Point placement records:
----------------

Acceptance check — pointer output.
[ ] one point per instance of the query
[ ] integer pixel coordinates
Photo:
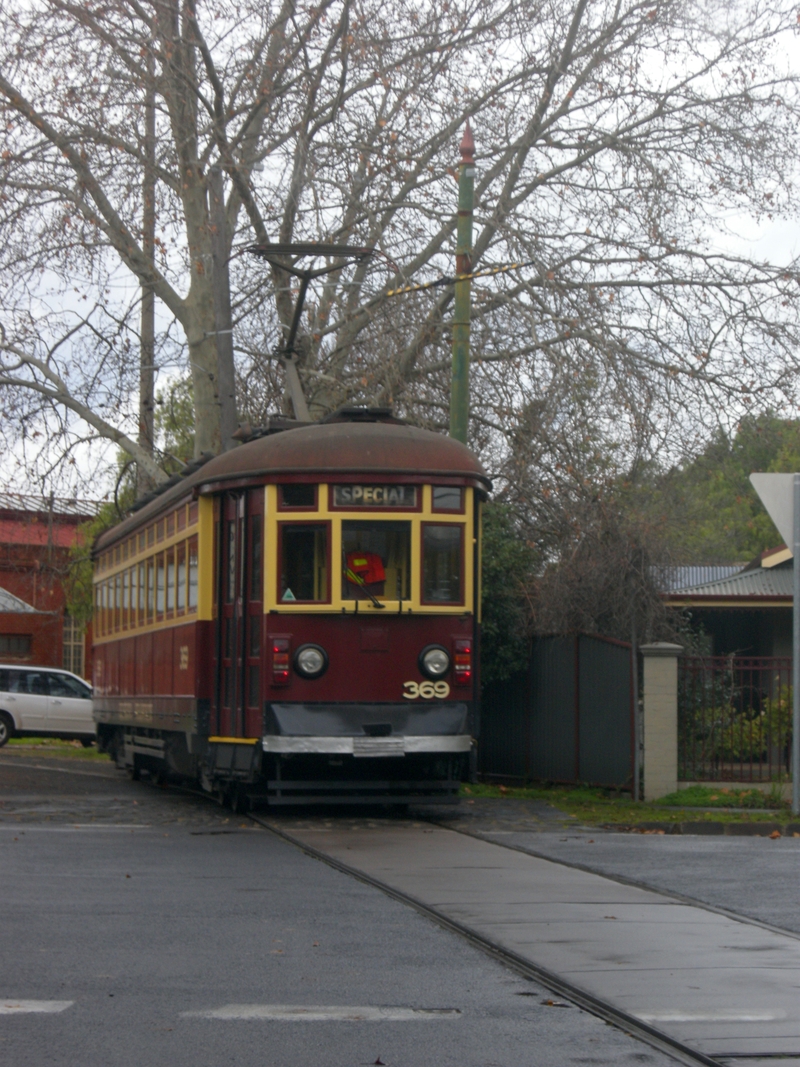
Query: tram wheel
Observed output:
(238, 800)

----------------

_Exercise task:_ Please copy every line of the listing above word for word, leaving out the pictures.

_Result of the task:_
Acceptance check — pointer output.
[ ] one point per instance of the query
[ ] integer pixel coordinates
Photo:
Query: tram wheel
Observed output:
(238, 800)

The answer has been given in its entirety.